Data lines:

---

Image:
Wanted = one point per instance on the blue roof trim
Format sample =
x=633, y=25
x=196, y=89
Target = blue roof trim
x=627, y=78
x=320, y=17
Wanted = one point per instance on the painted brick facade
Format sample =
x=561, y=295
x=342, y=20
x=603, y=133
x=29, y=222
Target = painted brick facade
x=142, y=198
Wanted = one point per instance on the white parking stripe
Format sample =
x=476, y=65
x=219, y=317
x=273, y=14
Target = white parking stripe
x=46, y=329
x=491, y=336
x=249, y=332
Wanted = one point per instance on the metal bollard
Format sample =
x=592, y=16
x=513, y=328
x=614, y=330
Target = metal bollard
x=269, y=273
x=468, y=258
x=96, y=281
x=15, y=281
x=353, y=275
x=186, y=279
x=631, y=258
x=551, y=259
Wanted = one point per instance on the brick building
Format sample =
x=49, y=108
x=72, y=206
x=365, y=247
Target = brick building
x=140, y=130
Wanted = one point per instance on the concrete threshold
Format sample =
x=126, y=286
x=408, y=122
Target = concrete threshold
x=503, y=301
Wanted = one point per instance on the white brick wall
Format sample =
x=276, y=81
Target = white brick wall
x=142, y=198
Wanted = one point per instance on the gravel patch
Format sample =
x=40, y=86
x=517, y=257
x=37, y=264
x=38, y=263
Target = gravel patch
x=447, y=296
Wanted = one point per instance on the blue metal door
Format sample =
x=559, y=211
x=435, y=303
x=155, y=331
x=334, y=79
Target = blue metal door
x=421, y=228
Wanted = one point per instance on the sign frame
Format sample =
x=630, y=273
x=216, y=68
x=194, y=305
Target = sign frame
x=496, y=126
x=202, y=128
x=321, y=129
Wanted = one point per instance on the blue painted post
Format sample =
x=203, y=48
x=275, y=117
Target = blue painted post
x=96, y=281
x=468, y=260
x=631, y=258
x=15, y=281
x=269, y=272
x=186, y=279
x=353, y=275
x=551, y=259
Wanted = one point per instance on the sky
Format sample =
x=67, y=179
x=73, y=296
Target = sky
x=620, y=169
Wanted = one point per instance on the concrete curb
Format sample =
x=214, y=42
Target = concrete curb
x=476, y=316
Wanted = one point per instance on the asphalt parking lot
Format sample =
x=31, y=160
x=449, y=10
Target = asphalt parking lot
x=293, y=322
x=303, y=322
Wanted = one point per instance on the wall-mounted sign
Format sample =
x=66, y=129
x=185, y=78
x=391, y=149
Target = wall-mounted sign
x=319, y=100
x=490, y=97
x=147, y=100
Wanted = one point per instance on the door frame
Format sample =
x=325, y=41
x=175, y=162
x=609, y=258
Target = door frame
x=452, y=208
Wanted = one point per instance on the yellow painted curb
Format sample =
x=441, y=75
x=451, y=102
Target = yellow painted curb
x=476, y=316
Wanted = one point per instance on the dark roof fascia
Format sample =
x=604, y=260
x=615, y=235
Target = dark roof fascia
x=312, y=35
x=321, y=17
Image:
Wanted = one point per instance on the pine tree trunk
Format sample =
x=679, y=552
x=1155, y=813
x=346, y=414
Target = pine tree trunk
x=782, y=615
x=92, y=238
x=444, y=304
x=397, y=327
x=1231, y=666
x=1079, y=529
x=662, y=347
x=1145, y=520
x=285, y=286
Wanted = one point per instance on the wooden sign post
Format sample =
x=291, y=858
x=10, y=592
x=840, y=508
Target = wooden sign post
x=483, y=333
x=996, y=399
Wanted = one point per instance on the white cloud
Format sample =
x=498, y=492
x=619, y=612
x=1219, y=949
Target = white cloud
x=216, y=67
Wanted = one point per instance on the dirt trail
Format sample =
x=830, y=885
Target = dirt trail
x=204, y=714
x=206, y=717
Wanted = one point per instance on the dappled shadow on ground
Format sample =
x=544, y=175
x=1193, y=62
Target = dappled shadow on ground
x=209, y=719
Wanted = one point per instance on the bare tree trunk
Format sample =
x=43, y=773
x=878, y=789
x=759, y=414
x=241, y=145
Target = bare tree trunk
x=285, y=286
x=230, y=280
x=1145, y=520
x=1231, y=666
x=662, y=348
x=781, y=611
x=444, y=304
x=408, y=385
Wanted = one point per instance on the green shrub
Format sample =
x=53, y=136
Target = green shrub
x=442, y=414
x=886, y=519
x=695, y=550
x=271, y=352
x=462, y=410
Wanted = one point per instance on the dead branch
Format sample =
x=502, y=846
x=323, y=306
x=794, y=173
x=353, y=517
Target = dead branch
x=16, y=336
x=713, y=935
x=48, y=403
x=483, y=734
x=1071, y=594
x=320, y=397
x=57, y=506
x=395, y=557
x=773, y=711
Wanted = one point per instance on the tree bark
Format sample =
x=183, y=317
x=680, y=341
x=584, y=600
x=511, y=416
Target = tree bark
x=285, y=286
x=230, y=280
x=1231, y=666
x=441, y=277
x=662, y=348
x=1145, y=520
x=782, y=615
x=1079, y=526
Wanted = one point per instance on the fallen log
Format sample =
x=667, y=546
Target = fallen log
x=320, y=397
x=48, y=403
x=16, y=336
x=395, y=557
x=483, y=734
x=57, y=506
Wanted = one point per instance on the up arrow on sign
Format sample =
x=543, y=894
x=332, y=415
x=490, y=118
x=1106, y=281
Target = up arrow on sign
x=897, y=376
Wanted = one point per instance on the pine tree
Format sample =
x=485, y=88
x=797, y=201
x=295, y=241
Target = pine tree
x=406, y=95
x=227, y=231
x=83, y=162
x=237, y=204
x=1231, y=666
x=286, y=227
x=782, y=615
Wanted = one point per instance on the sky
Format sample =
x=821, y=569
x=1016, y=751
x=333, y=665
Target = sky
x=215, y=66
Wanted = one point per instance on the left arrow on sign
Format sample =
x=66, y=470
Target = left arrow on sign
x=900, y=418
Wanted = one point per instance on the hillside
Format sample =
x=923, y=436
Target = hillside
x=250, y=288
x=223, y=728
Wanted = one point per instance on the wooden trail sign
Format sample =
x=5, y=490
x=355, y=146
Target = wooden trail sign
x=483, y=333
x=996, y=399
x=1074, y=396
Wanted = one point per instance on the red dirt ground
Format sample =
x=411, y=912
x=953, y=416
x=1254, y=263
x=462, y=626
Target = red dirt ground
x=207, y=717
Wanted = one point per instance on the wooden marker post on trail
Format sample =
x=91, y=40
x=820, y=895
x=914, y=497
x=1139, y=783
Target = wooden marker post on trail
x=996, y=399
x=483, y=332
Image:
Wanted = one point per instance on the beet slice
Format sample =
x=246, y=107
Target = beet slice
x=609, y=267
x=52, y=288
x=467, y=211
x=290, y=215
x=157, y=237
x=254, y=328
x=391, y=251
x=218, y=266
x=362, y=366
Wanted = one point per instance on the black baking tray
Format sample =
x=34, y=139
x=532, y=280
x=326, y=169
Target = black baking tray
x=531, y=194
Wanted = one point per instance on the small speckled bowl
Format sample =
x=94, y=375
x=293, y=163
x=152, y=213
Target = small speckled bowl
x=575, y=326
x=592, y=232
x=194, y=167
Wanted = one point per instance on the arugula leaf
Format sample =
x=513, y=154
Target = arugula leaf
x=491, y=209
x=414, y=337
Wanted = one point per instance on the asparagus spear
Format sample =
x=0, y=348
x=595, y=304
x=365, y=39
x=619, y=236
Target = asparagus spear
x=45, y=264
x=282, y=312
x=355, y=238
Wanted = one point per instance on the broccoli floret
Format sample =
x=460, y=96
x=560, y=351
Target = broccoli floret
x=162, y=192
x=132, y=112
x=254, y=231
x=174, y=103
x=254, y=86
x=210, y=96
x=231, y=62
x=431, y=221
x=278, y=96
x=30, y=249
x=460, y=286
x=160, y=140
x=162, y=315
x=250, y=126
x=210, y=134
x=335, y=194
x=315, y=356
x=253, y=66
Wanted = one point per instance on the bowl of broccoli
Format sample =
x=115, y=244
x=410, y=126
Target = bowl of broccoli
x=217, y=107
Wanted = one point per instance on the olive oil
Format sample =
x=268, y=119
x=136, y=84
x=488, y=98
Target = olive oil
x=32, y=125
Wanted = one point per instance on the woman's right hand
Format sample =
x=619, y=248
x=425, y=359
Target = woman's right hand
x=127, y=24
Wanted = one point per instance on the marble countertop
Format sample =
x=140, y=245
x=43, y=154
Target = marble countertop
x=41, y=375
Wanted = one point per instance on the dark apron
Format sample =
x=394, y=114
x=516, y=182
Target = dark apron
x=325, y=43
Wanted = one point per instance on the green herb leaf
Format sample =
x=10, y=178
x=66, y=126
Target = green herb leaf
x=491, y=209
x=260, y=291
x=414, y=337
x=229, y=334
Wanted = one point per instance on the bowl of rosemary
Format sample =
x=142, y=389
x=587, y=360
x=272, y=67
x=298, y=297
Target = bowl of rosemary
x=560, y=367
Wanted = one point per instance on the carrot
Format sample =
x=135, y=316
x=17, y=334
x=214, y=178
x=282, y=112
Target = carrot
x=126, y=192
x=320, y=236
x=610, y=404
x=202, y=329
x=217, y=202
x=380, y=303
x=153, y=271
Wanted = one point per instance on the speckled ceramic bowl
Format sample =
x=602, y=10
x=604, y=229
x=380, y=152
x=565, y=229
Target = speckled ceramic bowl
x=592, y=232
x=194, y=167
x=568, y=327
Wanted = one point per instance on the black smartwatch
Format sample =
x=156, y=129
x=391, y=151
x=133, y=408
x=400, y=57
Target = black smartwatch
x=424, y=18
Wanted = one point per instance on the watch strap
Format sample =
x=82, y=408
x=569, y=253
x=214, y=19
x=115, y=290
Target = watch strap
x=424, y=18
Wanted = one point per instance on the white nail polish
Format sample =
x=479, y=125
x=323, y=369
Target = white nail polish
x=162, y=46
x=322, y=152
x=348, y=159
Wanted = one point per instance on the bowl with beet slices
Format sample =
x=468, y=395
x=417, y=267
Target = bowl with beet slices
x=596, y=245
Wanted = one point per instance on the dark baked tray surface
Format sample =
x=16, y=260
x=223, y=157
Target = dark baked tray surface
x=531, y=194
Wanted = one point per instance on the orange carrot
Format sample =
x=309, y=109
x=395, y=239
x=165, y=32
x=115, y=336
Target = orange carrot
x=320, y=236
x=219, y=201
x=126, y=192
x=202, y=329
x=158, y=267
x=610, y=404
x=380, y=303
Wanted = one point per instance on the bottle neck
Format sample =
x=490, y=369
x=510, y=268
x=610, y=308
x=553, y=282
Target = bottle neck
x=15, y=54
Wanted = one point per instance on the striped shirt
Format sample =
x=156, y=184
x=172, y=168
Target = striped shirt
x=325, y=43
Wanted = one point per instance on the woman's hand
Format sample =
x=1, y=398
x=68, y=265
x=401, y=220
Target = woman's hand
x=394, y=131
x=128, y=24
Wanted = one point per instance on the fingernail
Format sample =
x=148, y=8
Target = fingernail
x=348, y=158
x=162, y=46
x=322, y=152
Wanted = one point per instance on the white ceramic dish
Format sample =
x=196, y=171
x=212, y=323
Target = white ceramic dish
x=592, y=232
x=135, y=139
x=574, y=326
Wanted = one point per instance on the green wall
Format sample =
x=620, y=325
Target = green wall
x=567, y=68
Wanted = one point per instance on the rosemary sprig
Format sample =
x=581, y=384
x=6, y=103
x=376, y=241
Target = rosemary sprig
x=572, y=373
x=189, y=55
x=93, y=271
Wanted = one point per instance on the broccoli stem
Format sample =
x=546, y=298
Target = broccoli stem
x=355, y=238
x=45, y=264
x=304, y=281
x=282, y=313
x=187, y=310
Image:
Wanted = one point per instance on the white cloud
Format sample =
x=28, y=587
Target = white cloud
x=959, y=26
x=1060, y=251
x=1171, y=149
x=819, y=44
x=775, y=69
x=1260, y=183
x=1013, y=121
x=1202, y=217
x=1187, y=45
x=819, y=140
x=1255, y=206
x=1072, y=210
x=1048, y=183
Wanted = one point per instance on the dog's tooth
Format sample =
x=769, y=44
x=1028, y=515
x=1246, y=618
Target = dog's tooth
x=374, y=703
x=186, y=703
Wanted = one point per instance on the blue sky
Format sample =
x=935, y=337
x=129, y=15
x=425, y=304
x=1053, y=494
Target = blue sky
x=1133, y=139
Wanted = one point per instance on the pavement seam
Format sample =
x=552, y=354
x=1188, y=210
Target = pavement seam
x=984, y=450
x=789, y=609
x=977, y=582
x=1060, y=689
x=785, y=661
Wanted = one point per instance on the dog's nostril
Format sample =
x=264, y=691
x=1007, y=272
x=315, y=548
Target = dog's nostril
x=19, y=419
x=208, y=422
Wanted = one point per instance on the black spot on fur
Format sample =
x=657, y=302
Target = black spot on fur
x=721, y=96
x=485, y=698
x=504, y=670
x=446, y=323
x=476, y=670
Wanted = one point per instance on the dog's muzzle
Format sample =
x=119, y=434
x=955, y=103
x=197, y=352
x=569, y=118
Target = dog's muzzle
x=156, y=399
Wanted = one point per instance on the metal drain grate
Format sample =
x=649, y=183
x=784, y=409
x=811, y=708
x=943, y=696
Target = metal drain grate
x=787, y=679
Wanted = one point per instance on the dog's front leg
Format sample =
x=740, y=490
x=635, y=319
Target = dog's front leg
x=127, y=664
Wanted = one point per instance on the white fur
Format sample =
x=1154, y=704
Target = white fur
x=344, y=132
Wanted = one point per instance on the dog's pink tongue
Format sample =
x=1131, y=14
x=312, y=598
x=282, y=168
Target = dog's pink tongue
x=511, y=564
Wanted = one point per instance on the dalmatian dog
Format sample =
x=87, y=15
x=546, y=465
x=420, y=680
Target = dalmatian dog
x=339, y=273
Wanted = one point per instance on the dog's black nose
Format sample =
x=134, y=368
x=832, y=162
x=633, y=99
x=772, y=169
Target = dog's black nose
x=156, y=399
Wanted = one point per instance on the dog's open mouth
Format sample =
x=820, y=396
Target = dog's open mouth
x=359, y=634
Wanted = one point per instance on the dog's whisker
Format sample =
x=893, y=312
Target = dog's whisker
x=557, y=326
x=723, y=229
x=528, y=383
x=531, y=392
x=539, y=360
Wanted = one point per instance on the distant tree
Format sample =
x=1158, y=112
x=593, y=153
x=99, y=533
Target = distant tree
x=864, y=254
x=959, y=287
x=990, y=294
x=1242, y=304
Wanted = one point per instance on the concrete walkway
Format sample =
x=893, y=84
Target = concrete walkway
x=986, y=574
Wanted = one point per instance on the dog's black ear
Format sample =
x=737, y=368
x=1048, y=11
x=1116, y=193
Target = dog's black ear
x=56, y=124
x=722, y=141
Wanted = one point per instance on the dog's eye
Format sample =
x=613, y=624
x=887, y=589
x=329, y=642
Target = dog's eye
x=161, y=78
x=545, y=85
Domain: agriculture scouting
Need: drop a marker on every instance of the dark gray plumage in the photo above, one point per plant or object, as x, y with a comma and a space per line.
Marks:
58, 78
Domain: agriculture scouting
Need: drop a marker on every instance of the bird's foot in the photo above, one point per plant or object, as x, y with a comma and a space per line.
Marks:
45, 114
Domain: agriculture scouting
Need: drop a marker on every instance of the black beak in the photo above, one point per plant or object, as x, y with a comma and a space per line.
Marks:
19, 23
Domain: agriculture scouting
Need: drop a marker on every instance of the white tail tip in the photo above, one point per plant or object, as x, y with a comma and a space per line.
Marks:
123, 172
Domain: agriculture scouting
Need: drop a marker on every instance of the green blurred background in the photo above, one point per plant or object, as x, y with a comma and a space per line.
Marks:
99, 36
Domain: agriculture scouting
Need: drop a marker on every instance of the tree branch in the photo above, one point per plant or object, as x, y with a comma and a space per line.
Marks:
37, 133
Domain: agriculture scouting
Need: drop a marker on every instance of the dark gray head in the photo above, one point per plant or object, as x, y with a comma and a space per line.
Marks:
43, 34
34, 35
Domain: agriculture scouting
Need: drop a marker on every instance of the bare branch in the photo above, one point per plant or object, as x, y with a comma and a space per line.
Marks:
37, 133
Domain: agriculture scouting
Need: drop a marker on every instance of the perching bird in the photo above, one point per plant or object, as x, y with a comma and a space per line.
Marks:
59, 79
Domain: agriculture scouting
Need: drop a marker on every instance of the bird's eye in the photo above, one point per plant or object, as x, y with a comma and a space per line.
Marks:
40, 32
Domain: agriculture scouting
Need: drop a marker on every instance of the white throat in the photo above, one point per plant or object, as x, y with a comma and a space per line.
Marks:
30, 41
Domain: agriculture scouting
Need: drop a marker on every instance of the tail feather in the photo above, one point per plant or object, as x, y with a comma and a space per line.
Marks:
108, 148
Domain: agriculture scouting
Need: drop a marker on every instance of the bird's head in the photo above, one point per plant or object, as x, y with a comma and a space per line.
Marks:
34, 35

---

Goal: Reproduce, character for character, every line from the start of the material through the line containing "x=320, y=17", including that line.

Answer to this task:
Image:
Wanted = one point per instance on the blue roof trim
Format sample =
x=633, y=25
x=196, y=89
Target = blue roof trim
x=627, y=78
x=320, y=17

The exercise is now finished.